• INSTRUCTIONS FOR THE TASK
Below are the records; reproduce all of them exactly but without any images.

• TASK INPUTS
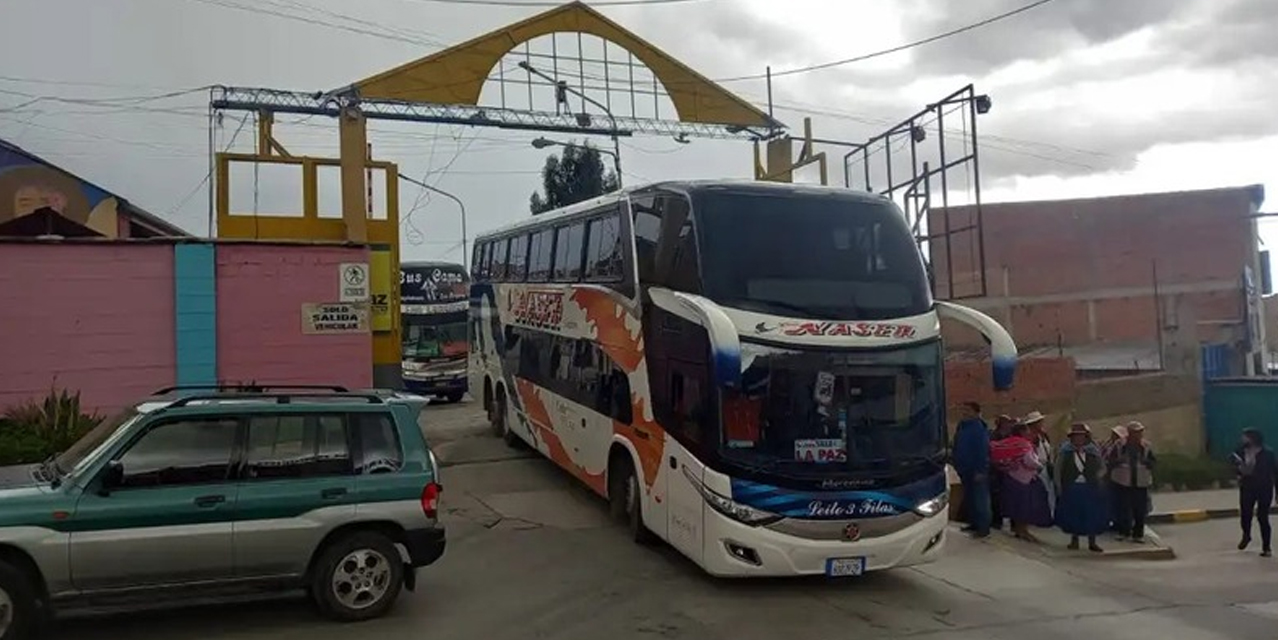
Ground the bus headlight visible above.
[914,494,950,517]
[702,489,781,526]
[684,466,782,526]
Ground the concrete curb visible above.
[1145,507,1278,524]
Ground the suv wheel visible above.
[0,562,40,640]
[310,531,404,620]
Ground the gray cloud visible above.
[905,0,1203,75]
[0,0,1278,258]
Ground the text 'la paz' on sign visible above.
[302,303,368,335]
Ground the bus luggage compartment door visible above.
[666,446,705,563]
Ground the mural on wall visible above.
[0,147,119,238]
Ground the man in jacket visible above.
[1231,429,1278,558]
[1108,422,1155,543]
[952,402,990,538]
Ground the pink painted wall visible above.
[217,244,373,388]
[0,243,175,411]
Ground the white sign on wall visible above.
[337,262,368,303]
[302,303,368,335]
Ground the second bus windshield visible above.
[693,190,932,319]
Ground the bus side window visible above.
[584,213,622,281]
[630,194,661,284]
[506,235,528,282]
[608,365,634,424]
[492,238,510,282]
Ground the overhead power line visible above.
[406,0,705,8]
[714,0,1052,82]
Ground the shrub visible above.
[0,388,104,465]
[1154,453,1233,491]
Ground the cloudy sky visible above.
[0,0,1278,261]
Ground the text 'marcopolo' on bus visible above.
[470,181,1016,576]
[400,262,470,402]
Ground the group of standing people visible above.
[952,402,1165,553]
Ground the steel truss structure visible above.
[210,86,774,141]
[843,84,992,300]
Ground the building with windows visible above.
[928,185,1272,374]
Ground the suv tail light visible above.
[422,482,443,519]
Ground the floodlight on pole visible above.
[519,60,621,187]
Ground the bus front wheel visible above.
[608,455,653,544]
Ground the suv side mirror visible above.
[100,460,124,496]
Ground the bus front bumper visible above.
[702,508,948,577]
[404,373,469,396]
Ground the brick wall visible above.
[946,358,1075,416]
[929,188,1259,346]
[217,244,373,388]
[0,243,174,411]
[946,358,1205,455]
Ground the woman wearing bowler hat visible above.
[1056,423,1109,553]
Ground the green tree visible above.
[528,142,619,216]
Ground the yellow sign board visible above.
[368,248,399,331]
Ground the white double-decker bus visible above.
[469,181,1016,576]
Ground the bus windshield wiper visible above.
[723,298,817,318]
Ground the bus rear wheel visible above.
[492,392,524,448]
[608,456,654,544]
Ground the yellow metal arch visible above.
[355,3,772,128]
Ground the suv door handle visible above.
[196,496,226,508]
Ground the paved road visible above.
[60,406,1278,640]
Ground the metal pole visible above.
[208,88,217,238]
[399,174,470,271]
[767,65,772,118]
[612,132,621,189]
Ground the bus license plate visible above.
[826,558,865,577]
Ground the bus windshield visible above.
[693,189,932,319]
[722,341,944,475]
[401,312,468,360]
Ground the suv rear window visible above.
[350,413,404,474]
[244,414,351,479]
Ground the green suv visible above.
[0,386,445,640]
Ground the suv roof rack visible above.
[151,382,350,396]
[167,391,386,409]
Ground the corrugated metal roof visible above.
[0,138,193,238]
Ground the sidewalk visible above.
[1149,489,1257,524]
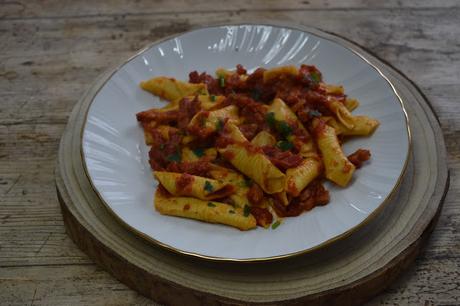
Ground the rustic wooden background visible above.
[0,0,460,305]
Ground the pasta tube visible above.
[153,171,235,200]
[218,123,286,194]
[140,77,208,101]
[313,118,355,187]
[154,188,257,231]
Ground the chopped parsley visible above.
[308,109,321,117]
[276,140,294,151]
[265,112,292,138]
[251,88,260,101]
[265,112,276,128]
[192,148,204,157]
[200,116,206,127]
[244,178,252,187]
[216,118,224,132]
[243,204,251,217]
[219,76,225,87]
[203,181,214,192]
[276,121,292,137]
[166,152,181,163]
[310,71,321,83]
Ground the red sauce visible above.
[348,149,371,169]
[209,184,236,199]
[262,146,303,171]
[136,109,179,124]
[176,173,195,195]
[166,160,211,177]
[251,206,273,227]
[273,180,329,217]
[188,71,223,95]
[247,184,264,205]
[239,123,259,141]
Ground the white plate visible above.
[82,25,409,261]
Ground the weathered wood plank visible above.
[0,0,458,19]
[0,0,460,305]
[0,9,460,125]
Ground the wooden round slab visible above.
[56,24,448,305]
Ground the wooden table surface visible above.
[0,0,460,305]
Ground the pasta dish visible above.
[137,65,379,230]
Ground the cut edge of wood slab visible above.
[56,174,450,305]
[56,24,449,305]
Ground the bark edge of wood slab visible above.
[55,24,449,305]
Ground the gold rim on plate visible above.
[80,22,412,263]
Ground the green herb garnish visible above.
[308,109,321,117]
[200,116,206,127]
[219,76,225,87]
[192,148,204,157]
[276,121,292,138]
[216,118,224,132]
[243,204,251,217]
[244,178,252,187]
[203,181,214,192]
[276,140,294,151]
[265,112,276,128]
[166,152,181,162]
[310,71,321,83]
[251,88,260,101]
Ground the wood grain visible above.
[0,1,460,305]
[52,25,448,305]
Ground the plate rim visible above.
[80,21,412,263]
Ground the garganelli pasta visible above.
[137,65,379,230]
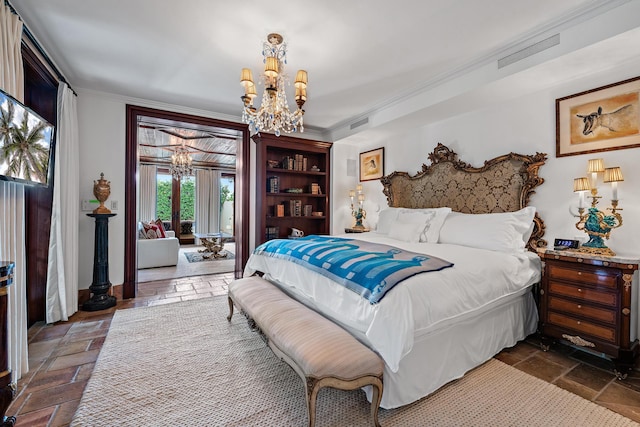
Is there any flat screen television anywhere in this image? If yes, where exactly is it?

• RIGHT ANSWER
Ground the bus headlight visible above.
[914,494,950,517]
[702,489,781,526]
[684,466,782,526]
Ground the concrete curb visible above.
[1145,507,1278,524]
Ground the suv wheel visible above.
[0,562,40,640]
[310,531,404,620]
Ground the gray cloud visible above.
[905,0,1203,75]
[0,0,1278,258]
Ground the text 'la paz' on sign visible above.
[302,303,368,335]
Ground the bus luggage compartment door visible above.
[666,446,705,563]
Ground the mural on wall visible above.
[0,147,119,238]
Ground the man in jacket visible above.
[1231,429,1278,558]
[1108,422,1155,543]
[952,402,990,538]
Ground the pink painted wall visible above.
[217,244,373,388]
[0,243,175,411]
Ground the white sign on wall visible above.
[337,262,368,303]
[302,303,368,335]
Ground the second bus windshield visible above.
[693,190,932,319]
Ground the bus side window visible above.
[584,213,622,281]
[630,194,661,284]
[506,235,528,282]
[608,365,634,424]
[492,238,510,282]
Ground the overhead power line visible above.
[406,0,705,8]
[714,0,1052,82]
Ground the shrub visible above.
[0,388,104,465]
[1154,453,1233,491]
Ground the cloudy sky visible above.
[0,0,1278,261]
Ground the text 'marcopolo' on bus visible above.
[470,181,1016,576]
[400,262,470,402]
Ground the group of standing people visible above.
[952,402,1165,553]
Ground the steel truss structure visible above.
[210,86,774,141]
[843,84,992,300]
Ground the building with windows visible above.
[928,185,1272,374]
Ground the suv tail light visible above.
[422,482,443,519]
Ground the floodlight on pole visible above.
[519,60,621,187]
Ground the bus front wheel visible above.
[608,455,653,544]
Ground the suv side mirror visible above.
[100,460,124,496]
Ground the bus front bumper visible above.
[702,508,948,577]
[404,373,469,396]
Ground the brick wall visible above.
[946,358,1075,416]
[929,188,1259,346]
[217,244,373,388]
[0,243,174,411]
[946,358,1205,455]
Ground the woman wearing bowler hat visible above.
[1056,423,1109,553]
Ground the green tree visible above.
[528,142,619,216]
Ground the yellow sign board visible above.
[368,248,399,331]
Ground the white double-decker bus visible above.
[469,181,1016,576]
Ground the bus windshield wiper visible above.
[723,298,817,318]
Ground the bus rear wheel visible above.
[492,392,524,448]
[608,456,654,544]
Ground the yellow metal arch visible above.
[355,3,772,128]
Ground the suv door handle visible above.
[196,496,226,508]
Ground the paved road visible above.
[60,406,1278,640]
Ground the metal pole visible above.
[208,88,217,238]
[399,174,470,271]
[767,65,772,118]
[612,132,621,189]
Ground the bus license plate visible above.
[826,558,865,577]
Ground the bus windshield visible above.
[693,189,932,319]
[722,341,944,475]
[401,312,468,360]
Ground the suv rear window visible above.
[350,413,404,474]
[244,414,351,479]
Ground the green suv visible above.
[0,386,445,640]
Ground the suv roof rack visible above.
[151,382,350,396]
[167,391,386,409]
Ground the corrugated metal roof visible above.
[0,138,193,238]
Ground the sidewalk visible above.
[1149,489,1257,524]
Ground the rustic wooden background visible above.
[0,0,460,305]
Ground the pasta tube visible above.
[153,171,235,200]
[218,123,286,194]
[140,77,208,101]
[313,118,355,187]
[154,188,257,231]
Ground the chopped parsley visible above.
[308,109,321,117]
[276,140,294,151]
[265,112,292,138]
[251,88,260,101]
[265,112,276,128]
[192,148,204,157]
[200,116,206,127]
[244,178,252,187]
[216,118,224,132]
[243,204,251,217]
[219,76,225,87]
[203,181,214,192]
[276,121,292,137]
[166,152,181,163]
[310,71,321,83]
Ground the red sauce visible above.
[348,149,371,169]
[209,184,236,199]
[262,146,303,171]
[136,109,179,124]
[176,173,195,195]
[166,160,211,177]
[251,206,273,227]
[273,180,329,217]
[188,71,223,95]
[247,184,264,205]
[239,123,259,141]
Ground the white plate visible above.
[82,25,409,261]
Ground the weathered wood plank visible above.
[0,0,458,19]
[0,0,460,305]
[0,9,460,125]
Ground the wooden round slab visible above.
[56,24,448,305]
Ground the wooden table surface visible above.
[0,0,460,305]
Ground the pasta dish visible above.
[137,65,379,230]
Ground the cut edge of wood slab visible above.
[56,174,450,305]
[56,24,449,305]
Ground the bark edge of wood slab visible above.
[55,24,449,305]
Ground the gold rim on plate visible above.
[80,22,412,263]
Ground the green herb garnish visible above.
[308,109,321,117]
[200,116,206,127]
[219,76,225,87]
[192,148,204,157]
[276,121,292,138]
[216,118,224,132]
[243,204,251,217]
[244,178,252,187]
[203,181,214,192]
[276,140,294,151]
[265,112,276,128]
[166,152,181,162]
[310,71,321,83]
[251,88,260,101]
Ground the wood grain visible above.
[0,1,460,305]
[52,25,448,305]
Ground the plate rim visible above.
[80,21,412,263]
Ground the garganelli pasta visible above.
[137,65,379,230]
Is there any flat screen television anywhere in this image? If yes, where exactly is it?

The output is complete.